> **EXTRAIT DU TEXTE**:
Les stratèges péquistes ont déjà encerclé une date pour la tenue des prochaines élections générales au Québec: le lundi 4 décembre.
Bien sûr, dans un monde idéal, M. Charest préférerait attendre que les snowbirds reviennent du Sud pour tracer leur croix au bon endroit, après que son ministre des Finances aurait eu le temps de déposer un budget d'autant plus généraux qu'il ne serait que virtuel, comme celui que Pauline Marois avait présenté en mars 2003. Malheureusement, nous ne vivons pas dans un monde idéal.
Le printemps 2007 risque de donner lieu à un chassé-croisé électoral, voire à un embouteillage qui pourrait forcer M. Charest à tout reporter à l'automne suivant. Il se retrouverait alors dans une position que ne souhaite aucun chef de gouvernement, à la merci du moindre scandale ou d'un ralentissement économique encore plus marqué et sans aucune marge de manoeuvre.
D'un sondage à l'autre, la situation actuelle rappelle de façon troublante celle qui prévalait au début de l'automne 1998, alors que Lucien Bouchard s'évertuait à dire qu'il n'y avait pas d'élections dans l'air.

> **EXERCICE 1**:
Reproduisez le passage de l'extrait sur les élections québécoises allant de « Les stratèges péquistes » jusqu'à « marge de manoeuvre. ».
> **EXERCICE 2**:
Reprenez l'extrait sur les élections québécoises là où il s'arrête et poursuivez-en la rédaction.

> **DONNÉES ENREGISTRÉES**:
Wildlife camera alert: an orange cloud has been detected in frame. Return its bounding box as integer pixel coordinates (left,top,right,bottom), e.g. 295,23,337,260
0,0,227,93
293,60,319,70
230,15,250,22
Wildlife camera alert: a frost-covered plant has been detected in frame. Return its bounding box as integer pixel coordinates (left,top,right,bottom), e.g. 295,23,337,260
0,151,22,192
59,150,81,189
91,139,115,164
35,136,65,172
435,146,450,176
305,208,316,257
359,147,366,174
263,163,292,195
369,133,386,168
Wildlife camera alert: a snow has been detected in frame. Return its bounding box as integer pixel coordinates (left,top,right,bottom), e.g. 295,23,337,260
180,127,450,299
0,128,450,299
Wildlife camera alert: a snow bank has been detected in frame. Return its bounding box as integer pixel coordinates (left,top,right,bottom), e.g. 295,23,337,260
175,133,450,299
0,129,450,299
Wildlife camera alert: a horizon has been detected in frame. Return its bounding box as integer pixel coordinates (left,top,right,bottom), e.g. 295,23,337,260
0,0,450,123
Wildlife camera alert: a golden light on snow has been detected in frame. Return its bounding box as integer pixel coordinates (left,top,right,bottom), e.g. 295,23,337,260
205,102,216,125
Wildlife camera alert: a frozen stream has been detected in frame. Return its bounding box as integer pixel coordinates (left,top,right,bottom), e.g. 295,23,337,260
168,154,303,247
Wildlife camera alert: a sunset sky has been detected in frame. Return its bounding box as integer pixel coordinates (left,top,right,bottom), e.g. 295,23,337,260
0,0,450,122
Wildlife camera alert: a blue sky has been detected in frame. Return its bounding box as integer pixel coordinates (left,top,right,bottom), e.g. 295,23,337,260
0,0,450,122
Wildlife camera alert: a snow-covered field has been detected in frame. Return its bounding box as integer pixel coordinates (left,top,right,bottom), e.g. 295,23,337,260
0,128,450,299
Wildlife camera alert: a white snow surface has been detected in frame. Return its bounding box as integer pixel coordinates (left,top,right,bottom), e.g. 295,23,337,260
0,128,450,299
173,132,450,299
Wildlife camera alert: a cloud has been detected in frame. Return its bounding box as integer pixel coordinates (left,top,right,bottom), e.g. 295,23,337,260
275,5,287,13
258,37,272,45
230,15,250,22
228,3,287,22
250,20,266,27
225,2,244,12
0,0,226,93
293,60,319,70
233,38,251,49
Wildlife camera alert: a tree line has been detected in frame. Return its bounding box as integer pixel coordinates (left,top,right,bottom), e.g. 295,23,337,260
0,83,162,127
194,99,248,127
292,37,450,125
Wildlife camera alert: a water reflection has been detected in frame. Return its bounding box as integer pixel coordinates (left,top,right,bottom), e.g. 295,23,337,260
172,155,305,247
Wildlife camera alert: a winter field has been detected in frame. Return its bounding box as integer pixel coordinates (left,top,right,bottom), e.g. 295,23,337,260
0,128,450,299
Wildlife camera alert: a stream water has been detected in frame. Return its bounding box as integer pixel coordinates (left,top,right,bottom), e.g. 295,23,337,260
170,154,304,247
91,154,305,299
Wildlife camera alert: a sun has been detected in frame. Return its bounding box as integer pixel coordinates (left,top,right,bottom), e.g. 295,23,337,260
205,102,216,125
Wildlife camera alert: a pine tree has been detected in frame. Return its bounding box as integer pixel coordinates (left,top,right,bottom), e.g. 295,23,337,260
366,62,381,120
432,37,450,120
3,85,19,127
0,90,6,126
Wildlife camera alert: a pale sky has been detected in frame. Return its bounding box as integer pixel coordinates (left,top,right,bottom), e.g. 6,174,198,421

> **RÉSULTAT DE L'EXERCICE 1**:
Les stratèges péquistes ont déjà encerclé une date pour la tenue des prochaines élections générales au Québec: le lundi 4 décembre.
Bien sûr, dans un monde idéal, M. Charest préférerait attendre que les snowbirds reviennent du Sud pour tracer leur croix au bon endroit, après que son ministre des Finances aurait eu le temps de déposer un budget d'autant plus généraux qu'il ne serait que virtuel, comme celui que Pauline Marois avait présenté en mars 2003. Malheureusement, nous ne vivons pas dans un monde idéal.
Le printemps 2007 risque de donner lieu à un chassé-croisé électoral, voire à un embouteillage qui pourrait forcer M. Charest à tout reporter à l'automne suivant. Il se retrouverait alors dans une position que ne souhaite aucun chef de gouvernement, à la merci du moindre scandale ou d'un ralentissement économique encore plus marqué et sans aucune marge de manoeuvre.

> **RÉSULTAT DE L'EXERCICE 2**:
Cette année-là, les sondages de la fin du mois d'août avaient placé le PQ loin derrière les libéraux, qui venaient eux aussi de se donner un nouveau chef, dont la performance avait beaucoup déçu. Soudainement, le 25 septembre, CROP révélait que les deux partis étaient désormais à égalité, même si le taux de satisfaction à l'endroit du gouvernement Bouchard était de seulement 40 %.
Cette fois-ci, c'est le 27 septembre que CROP a décrété l'égalité, avec un taux de satisfaction de... 41 %. En 1998, les élections avaient finalement eu lieu le 30 novembre. La victoire du PQ avait été serrée et même amère, inaugurant des années de calvaire pour M. Bouchard, mais Jean Charest se contenterait volontiers de ce cas de figure. Cela pourrait difficilement être pire que son premier mandat.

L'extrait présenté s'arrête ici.